Excerpt to read.
*** Block opens ***

Keter’s outdoor furniture products include Adirondack chairs, sun loungers, benches, side tables, and rocking chairs. They also manufacture deck boxes, cabinets, and shelving units for indoor/outdoor storage. The company also manufactures outdoor plastic sheds, cool bars, and kitchen carts.

== Manufacturing ==
As of 2020, the company had North American production plants in North Carolina, Indiana, Pittsburgh and in Milton, Ontario, Canada. In 2021, Keter partnered with UBQ Materials to increase the use of recycled content in their products to 55% by 2025. Five of the company’s manufacturing plants that produced 18% of the company’s goods achieved zero landfill waste in 2022.

*** Block closes ***

Stored data.
*** Block opens ***

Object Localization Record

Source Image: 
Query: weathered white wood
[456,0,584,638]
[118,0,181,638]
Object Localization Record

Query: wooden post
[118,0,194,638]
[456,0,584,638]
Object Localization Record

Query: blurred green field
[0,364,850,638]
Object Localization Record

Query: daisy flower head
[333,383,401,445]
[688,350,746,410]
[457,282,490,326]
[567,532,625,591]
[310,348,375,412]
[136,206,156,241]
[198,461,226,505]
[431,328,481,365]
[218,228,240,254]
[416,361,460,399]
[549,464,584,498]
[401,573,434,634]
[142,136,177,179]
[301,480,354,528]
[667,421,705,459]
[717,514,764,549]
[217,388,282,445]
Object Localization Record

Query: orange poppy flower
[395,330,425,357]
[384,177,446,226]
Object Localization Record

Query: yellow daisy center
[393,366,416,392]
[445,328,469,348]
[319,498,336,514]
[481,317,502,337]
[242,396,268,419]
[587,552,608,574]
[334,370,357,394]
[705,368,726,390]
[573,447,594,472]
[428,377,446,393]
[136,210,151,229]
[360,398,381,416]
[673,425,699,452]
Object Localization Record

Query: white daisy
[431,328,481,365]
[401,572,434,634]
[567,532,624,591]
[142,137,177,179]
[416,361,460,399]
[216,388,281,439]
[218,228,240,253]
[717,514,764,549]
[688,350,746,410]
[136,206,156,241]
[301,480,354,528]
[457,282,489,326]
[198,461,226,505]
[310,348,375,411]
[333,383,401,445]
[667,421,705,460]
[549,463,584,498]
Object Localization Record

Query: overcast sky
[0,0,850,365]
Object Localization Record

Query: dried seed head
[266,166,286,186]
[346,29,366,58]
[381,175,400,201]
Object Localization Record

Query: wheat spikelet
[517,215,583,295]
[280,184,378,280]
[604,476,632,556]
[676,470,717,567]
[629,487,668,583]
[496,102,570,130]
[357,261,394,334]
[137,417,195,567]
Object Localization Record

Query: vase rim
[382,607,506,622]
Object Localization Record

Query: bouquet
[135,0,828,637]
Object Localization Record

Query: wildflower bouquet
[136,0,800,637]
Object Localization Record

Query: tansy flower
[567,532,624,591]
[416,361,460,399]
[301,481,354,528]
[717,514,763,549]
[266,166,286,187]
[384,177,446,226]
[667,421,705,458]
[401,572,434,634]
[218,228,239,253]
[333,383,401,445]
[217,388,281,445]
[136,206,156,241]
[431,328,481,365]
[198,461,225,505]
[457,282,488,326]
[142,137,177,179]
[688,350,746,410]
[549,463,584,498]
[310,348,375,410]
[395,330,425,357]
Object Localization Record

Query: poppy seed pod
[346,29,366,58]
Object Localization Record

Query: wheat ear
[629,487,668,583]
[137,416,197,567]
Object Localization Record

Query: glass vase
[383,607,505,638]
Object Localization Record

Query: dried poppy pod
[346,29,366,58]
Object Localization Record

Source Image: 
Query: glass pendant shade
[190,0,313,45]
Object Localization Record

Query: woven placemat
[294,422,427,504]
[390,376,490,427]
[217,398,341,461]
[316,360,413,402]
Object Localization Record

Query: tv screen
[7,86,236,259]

*** Block closes ***

Task instructions.
1. According to the excerpt about Keter, what percentage of the company's goods came from the five manufacturing plants that reached zero landfill waste in 2022?
2. Return the passage from the excerpt about Keter between "Keter’s outdoor furniture" and "and kitchen carts.", inclusive, copied word for word.

Solved problems.
1. 18%

2.
Keter’s outdoor furniture products include Adirondack chairs, sun loungers, benches, side tables, and rocking chairs. They also manufacture deck boxes, cabinets, and shelving units for indoor/outdoor storage. The company also manufactures outdoor plastic sheds, cool bars, and kitchen carts.